__What the task requires__
Each line of the records needs to be written out exactly, with any image left out.

__Dataset records__
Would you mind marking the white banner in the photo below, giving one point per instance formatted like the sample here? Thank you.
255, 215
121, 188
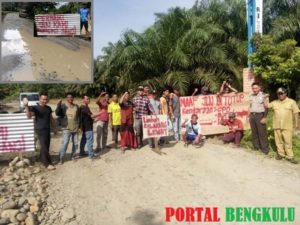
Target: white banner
155, 126
16, 133
259, 16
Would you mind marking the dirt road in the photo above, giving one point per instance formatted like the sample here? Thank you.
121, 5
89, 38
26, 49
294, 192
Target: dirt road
29, 58
135, 188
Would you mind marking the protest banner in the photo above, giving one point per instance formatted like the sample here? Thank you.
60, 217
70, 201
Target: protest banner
57, 24
16, 133
248, 80
155, 126
212, 108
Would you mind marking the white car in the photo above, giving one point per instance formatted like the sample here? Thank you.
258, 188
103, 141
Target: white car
33, 99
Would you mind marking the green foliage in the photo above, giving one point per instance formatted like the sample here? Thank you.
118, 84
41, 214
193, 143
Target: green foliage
277, 63
247, 139
184, 48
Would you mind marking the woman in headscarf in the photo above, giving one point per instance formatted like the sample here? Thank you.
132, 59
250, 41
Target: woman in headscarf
128, 138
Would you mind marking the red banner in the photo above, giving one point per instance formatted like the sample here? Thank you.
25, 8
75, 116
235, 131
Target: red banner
212, 108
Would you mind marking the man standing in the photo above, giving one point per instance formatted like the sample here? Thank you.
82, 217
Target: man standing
258, 114
175, 106
69, 120
102, 121
84, 12
114, 113
155, 104
142, 108
235, 130
204, 91
86, 126
42, 118
165, 109
193, 131
285, 109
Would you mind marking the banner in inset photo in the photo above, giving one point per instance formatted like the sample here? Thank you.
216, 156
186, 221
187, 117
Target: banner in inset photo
212, 108
155, 126
57, 24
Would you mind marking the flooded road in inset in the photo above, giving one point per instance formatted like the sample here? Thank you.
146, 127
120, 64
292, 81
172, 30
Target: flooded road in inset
29, 58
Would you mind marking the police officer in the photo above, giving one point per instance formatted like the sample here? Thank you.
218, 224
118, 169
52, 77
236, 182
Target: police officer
284, 111
258, 114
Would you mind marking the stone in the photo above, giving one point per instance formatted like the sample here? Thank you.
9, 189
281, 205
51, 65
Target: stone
2, 188
8, 178
30, 220
20, 164
26, 161
32, 201
14, 161
10, 213
26, 207
21, 217
4, 221
36, 170
9, 205
21, 201
67, 215
22, 210
34, 208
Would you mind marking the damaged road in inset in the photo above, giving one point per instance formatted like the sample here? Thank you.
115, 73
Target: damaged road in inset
29, 58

__Result of the task__
Would you mind marking the white banner in the photo below, giving one point per instance formatted like the sample here? Thank you.
255, 215
121, 188
Target: white banner
155, 126
16, 133
259, 16
Would you mind marking the dirt road in the photo above, giving one point per instance formatted like the sample here? Thank you.
121, 5
89, 38
26, 49
294, 192
Target: dirt road
29, 58
135, 188
Would you mind marking the protest banner in the photo above, giving one point per instance formatted like the sample here? Thank you.
60, 217
70, 201
Target: protest banner
57, 24
16, 133
248, 80
155, 126
212, 108
Would you mind marking the white car in the photo above, giving one point per instance formatted like the sample here? Thank you.
258, 188
103, 141
Target: white car
33, 99
Would you mind marking the green foliage in the photo above, giving one point per instance formatted like the sample here? Thank you.
118, 84
41, 214
193, 143
Target: green foliage
277, 63
247, 139
184, 48
Would you mind marking the woman in headscarf in the photo above, giving one point per instance formatted like the sample here? Thank you.
132, 59
250, 41
Target: woman in headscarf
128, 138
Would you mind marking the red banner in the photo above, giving one point per instance formatted like the sample here? Thank you.
25, 8
75, 116
235, 131
Target: red banner
212, 108
Would you mind marking the man standing in the photo above, giving one point per instance formatted like the sample here? Thank you.
82, 217
Target: man standing
258, 114
175, 106
69, 120
102, 121
84, 12
114, 113
155, 104
142, 108
235, 130
204, 91
86, 126
42, 118
165, 109
193, 131
285, 109
Would you mind marking the banner in inset photo in the photo above, giving one point per instance formatted like the sample here? Thank you.
216, 156
186, 221
187, 117
Target: banner in inset photo
212, 108
155, 126
57, 24
Would you mind marking the flooded road in inset in the photo above, giving one point per instance formatted like the sample here? Thank you.
146, 127
120, 64
292, 81
172, 30
Target: flooded road in inset
29, 58
Would you mind marking the police officer in the photo above, giving one point per instance formatted like the sample here? Thank you.
218, 224
118, 169
52, 77
236, 182
Target: police officer
284, 111
258, 114
Would you mind marking the stone in the photo above, giving one point per instance formatted like the sample here? Thank you.
9, 189
281, 205
51, 65
Target: stone
2, 188
8, 178
30, 220
20, 164
26, 161
32, 201
14, 161
10, 213
26, 207
21, 217
4, 221
36, 170
9, 205
21, 201
67, 215
22, 210
34, 208
Would you mind marking the damaged road in inset in the photo above, giving one point per instance formatted like the sample here? Thank you.
115, 73
Target: damaged road in inset
29, 58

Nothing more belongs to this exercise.